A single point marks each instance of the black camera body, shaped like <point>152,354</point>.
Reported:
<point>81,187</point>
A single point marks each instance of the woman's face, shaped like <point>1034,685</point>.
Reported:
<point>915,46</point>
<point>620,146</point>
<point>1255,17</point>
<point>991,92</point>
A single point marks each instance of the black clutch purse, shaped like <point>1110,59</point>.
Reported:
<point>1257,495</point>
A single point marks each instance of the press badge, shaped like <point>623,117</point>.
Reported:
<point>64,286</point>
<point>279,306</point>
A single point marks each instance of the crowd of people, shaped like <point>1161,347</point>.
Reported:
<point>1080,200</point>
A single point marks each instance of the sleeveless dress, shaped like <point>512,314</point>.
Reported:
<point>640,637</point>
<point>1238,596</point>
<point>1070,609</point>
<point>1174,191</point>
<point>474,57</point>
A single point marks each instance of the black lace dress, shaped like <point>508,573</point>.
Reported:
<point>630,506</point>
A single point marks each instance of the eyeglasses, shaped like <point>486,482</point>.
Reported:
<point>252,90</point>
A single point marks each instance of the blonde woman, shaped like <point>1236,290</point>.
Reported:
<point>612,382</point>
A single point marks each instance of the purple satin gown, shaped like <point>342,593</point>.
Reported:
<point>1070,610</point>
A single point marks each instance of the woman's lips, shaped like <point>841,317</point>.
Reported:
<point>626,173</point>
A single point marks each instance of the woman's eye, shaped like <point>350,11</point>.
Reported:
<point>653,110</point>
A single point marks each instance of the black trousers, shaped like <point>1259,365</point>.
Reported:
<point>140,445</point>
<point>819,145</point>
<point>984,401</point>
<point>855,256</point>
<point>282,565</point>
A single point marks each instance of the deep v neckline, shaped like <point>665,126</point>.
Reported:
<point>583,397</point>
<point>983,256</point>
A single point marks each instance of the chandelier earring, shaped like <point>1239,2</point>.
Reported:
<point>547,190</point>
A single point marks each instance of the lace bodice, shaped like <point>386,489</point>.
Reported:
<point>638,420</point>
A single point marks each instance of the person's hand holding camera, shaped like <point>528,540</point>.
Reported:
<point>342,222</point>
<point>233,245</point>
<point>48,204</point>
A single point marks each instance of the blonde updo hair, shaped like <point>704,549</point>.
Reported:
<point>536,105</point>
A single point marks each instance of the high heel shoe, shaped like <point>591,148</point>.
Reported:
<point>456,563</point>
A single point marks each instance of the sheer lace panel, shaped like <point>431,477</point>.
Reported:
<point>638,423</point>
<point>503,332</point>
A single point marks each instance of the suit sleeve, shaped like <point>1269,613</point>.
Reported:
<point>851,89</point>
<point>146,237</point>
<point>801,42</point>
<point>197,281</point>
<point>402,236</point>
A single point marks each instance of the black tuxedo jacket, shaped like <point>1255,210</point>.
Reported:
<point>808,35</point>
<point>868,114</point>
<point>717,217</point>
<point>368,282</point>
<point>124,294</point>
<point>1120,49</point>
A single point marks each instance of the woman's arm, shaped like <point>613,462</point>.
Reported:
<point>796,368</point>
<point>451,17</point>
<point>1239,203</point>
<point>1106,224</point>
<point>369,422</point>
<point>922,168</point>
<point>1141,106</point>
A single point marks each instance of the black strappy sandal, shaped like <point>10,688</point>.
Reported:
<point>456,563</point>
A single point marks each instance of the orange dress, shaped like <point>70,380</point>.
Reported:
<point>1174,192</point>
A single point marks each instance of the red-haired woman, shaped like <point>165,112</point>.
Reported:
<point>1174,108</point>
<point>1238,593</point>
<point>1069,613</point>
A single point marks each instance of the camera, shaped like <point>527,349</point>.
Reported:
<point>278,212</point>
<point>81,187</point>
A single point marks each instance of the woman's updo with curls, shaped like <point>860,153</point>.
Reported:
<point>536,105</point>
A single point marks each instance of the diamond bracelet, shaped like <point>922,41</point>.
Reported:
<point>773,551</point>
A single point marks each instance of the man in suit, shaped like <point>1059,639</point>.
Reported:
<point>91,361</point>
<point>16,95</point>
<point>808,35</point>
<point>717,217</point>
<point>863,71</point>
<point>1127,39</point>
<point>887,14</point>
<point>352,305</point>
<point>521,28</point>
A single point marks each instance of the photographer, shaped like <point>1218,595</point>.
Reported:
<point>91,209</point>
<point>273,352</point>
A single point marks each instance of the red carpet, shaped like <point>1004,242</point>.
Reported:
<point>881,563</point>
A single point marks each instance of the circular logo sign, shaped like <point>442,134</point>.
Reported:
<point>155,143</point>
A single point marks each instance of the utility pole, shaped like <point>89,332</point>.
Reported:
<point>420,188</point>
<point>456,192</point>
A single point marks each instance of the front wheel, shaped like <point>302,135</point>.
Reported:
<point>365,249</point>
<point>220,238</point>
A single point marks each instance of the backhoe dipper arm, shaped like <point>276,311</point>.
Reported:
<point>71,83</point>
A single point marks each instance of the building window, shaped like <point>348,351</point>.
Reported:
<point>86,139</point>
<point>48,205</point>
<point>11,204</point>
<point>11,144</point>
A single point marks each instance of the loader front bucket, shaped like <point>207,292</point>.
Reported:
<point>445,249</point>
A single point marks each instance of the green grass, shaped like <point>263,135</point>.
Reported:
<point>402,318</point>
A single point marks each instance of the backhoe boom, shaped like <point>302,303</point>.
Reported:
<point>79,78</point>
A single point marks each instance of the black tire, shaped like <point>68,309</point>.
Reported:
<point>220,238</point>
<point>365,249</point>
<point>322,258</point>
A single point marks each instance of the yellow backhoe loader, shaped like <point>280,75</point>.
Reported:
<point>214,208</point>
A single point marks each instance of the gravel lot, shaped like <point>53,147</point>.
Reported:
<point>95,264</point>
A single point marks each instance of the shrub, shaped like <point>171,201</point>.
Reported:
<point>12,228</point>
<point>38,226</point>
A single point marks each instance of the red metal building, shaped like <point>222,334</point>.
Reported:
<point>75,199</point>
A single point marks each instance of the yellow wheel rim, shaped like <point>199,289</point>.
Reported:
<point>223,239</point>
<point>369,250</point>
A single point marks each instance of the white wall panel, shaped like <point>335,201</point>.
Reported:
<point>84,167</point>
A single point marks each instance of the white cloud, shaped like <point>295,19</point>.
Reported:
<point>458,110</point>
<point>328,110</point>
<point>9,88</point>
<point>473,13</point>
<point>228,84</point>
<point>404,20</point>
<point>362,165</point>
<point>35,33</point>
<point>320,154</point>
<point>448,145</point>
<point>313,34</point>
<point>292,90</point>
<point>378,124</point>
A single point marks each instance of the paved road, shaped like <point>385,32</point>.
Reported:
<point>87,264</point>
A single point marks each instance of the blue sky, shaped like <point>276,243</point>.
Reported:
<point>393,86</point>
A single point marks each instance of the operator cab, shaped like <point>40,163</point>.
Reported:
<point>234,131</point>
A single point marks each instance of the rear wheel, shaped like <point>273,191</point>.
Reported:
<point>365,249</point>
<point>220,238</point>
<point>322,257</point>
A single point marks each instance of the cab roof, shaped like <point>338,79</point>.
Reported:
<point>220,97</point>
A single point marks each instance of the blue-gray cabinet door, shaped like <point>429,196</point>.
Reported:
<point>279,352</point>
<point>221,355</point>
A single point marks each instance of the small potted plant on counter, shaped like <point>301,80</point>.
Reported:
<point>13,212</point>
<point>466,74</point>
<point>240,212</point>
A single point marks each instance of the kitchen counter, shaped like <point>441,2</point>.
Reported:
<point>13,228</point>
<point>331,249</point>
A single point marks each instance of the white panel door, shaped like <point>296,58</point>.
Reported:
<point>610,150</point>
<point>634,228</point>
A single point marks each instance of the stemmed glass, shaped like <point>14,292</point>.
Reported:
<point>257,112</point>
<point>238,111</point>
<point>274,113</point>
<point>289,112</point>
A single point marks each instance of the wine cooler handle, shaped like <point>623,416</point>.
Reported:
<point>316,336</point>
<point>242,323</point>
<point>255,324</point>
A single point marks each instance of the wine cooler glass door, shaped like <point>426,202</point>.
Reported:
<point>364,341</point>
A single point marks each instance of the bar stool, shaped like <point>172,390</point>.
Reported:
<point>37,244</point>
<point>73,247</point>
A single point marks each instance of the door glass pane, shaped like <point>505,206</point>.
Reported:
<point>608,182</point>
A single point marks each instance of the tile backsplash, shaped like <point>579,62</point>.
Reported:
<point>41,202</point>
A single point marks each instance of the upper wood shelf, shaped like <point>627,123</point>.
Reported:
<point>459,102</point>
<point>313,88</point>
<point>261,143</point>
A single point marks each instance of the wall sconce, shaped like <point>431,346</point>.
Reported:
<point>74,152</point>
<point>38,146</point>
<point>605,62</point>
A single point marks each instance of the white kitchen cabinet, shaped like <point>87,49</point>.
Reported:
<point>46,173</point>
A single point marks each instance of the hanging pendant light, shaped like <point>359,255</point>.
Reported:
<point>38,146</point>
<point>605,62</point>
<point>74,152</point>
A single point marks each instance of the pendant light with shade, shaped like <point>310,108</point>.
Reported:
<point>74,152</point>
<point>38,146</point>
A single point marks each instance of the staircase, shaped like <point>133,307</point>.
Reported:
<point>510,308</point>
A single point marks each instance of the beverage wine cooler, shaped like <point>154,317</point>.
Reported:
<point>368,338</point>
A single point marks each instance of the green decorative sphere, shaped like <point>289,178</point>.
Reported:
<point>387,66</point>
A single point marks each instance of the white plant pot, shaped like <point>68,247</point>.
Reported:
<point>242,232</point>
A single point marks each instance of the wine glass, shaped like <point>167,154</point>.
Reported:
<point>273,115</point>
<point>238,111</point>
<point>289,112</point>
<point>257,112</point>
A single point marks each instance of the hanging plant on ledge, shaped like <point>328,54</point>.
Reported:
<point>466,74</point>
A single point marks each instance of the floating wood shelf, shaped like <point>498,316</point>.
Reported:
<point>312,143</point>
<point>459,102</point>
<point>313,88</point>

**GIVEN TASK**
Convert the material, from the line containing "A single point marks each instance of the circular" through the line containing "<point>95,264</point>", into a Markdown table with the columns Row and Line. Number the rows, put one line of the material in each row, and omit any blank lines.

**EXERCISE RESPONSE**
| Row | Line |
|---|---|
| 1 | A single point marks each instance of the circular logo sign, shaped like <point>442,134</point>. |
| 2 | Reported: |
| 3 | <point>155,143</point> |
| 4 | A single point marks each instance of the utility pole, shaped like <point>89,332</point>. |
| 5 | Reported: |
| 6 | <point>420,188</point> |
| 7 | <point>456,192</point> |
| 8 | A single point marks each instance of the front wheel, shaped like <point>302,135</point>. |
| 9 | Reported: |
| 10 | <point>365,249</point> |
| 11 | <point>220,238</point> |
| 12 | A single point marks each instance of the backhoe dipper arm, shaped like <point>276,311</point>. |
| 13 | Reported: |
| 14 | <point>71,83</point> |
| 15 | A single point marks each instance of the building window, shaped like <point>348,351</point>. |
| 16 | Reported: |
| 17 | <point>86,139</point> |
| 18 | <point>48,205</point> |
| 19 | <point>11,204</point> |
| 20 | <point>11,144</point> |
| 21 | A single point marks each instance of the loader front bucket, shaped like <point>207,292</point>. |
| 22 | Reported: |
| 23 | <point>445,249</point> |
| 24 | A single point marks each instance of the green grass, shaped like <point>263,135</point>. |
| 25 | Reported: |
| 26 | <point>402,318</point> |
| 27 | A single point marks each instance of the backhoe boom, shaped like <point>302,303</point>. |
| 28 | Reported: |
| 29 | <point>79,78</point> |
| 30 | A single point marks each instance of the black tire, shaped like <point>68,309</point>. |
| 31 | Reported: |
| 32 | <point>220,238</point> |
| 33 | <point>365,249</point> |
| 34 | <point>322,258</point> |
| 35 | A single point marks each instance of the yellow backhoe loader, shaped like <point>280,75</point>. |
| 36 | Reported: |
| 37 | <point>214,208</point> |
| 38 | A single point marks each instance of the gravel lot, shaped like <point>53,147</point>. |
| 39 | Reported: |
| 40 | <point>95,264</point> |